**TASK OBJECTIVE:** Please find each line of the listing below that contains the word "mask" and copy it out. Case matters.

**GIVEN DATA:**
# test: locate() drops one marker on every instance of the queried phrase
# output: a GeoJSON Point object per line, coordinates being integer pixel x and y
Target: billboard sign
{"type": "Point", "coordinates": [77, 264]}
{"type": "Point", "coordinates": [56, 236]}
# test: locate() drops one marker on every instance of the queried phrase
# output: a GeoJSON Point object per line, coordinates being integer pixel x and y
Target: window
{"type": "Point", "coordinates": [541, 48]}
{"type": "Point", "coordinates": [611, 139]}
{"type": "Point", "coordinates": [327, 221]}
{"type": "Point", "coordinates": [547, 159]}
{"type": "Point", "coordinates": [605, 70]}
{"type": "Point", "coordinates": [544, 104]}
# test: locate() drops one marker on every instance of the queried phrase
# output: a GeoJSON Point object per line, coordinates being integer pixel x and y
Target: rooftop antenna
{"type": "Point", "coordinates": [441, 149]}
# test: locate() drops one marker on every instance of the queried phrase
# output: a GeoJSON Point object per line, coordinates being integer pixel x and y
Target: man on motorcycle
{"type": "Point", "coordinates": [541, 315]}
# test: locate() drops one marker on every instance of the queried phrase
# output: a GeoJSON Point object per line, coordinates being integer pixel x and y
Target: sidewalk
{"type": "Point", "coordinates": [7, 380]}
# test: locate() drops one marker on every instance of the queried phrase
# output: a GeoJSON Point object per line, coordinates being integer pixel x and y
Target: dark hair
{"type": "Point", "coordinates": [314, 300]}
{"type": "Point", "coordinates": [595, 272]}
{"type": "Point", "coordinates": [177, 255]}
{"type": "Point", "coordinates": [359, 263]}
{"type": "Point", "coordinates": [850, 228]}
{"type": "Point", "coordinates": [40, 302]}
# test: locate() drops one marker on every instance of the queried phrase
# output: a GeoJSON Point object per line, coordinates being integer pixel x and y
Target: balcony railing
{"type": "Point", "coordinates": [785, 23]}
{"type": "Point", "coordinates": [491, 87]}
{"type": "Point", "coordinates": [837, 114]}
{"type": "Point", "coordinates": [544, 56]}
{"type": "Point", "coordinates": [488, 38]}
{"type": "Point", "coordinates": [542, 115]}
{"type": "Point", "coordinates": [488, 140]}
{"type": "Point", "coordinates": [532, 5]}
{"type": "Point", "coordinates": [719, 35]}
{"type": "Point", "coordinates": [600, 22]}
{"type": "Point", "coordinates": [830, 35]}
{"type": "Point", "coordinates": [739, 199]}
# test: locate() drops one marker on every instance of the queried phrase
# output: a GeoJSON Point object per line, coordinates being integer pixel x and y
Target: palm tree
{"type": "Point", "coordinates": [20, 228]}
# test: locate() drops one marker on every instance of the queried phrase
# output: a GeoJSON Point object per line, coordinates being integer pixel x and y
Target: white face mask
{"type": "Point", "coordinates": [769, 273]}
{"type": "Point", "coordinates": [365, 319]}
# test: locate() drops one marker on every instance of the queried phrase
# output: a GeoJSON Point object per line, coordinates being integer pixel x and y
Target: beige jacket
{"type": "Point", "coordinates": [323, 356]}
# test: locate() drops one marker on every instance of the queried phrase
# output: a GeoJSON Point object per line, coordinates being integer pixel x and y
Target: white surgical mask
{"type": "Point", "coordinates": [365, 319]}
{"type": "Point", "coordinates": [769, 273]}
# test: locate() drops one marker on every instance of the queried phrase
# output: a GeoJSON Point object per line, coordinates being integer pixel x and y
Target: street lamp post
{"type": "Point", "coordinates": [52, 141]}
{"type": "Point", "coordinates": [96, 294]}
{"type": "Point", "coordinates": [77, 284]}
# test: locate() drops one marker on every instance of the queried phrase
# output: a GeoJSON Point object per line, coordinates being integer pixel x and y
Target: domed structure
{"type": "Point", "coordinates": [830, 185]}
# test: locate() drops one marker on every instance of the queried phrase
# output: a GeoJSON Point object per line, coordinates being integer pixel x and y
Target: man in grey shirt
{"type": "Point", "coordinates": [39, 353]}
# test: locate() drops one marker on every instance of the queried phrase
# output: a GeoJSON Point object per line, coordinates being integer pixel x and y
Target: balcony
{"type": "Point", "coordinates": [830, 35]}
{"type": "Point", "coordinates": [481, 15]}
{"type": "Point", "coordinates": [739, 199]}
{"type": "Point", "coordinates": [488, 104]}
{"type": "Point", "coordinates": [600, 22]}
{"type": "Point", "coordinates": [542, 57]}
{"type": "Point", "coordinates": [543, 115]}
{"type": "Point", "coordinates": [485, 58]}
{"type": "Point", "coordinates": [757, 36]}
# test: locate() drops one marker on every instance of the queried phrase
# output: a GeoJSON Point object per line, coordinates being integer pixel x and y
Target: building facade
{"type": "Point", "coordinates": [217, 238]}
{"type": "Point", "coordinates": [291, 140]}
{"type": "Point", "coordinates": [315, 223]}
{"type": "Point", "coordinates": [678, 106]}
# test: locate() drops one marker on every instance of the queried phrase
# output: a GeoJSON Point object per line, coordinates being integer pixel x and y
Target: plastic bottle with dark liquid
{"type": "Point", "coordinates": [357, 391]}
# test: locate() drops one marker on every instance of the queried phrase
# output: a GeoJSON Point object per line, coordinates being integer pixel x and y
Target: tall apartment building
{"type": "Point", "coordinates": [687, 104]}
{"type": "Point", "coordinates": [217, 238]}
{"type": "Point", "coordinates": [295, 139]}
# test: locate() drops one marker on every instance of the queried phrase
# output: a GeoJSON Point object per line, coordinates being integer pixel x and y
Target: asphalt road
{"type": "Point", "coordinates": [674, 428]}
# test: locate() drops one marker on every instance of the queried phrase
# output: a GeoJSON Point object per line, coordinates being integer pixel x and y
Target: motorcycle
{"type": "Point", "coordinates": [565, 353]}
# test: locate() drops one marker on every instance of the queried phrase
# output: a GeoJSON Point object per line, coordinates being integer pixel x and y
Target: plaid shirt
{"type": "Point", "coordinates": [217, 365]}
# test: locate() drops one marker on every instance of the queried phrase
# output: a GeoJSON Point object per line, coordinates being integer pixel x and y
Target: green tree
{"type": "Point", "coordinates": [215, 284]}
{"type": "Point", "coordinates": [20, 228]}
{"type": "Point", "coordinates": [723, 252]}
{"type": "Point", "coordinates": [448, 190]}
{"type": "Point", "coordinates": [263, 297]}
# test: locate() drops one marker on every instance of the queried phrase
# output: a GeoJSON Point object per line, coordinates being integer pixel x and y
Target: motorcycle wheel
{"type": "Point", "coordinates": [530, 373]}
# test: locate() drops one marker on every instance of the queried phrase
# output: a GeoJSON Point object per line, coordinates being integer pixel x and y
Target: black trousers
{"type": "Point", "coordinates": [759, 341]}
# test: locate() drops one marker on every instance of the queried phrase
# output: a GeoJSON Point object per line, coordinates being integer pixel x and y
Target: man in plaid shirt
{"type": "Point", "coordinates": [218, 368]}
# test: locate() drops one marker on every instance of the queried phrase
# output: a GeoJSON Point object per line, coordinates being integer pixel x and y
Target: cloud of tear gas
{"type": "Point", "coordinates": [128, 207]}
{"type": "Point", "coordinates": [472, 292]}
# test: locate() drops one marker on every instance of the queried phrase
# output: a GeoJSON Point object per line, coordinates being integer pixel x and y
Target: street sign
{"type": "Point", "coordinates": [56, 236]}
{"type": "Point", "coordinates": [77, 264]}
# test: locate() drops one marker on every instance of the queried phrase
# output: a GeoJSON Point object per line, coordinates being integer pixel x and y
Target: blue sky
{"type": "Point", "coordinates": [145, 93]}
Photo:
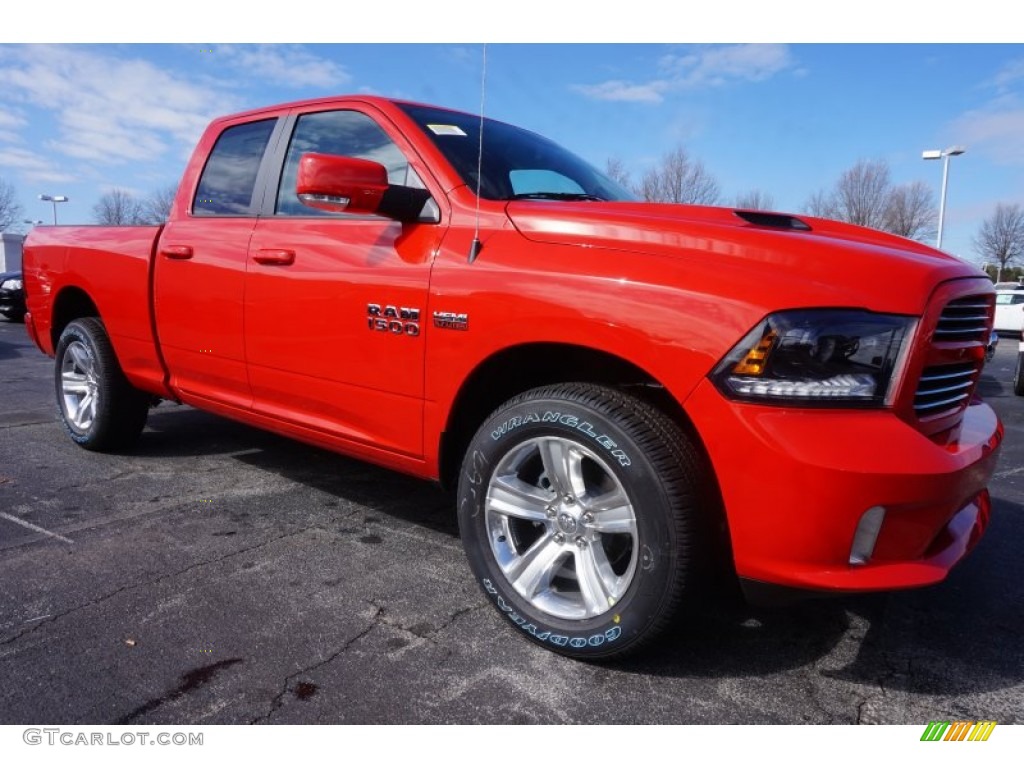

**RESPONSE:**
Target: white face mask
Target: white surgical mask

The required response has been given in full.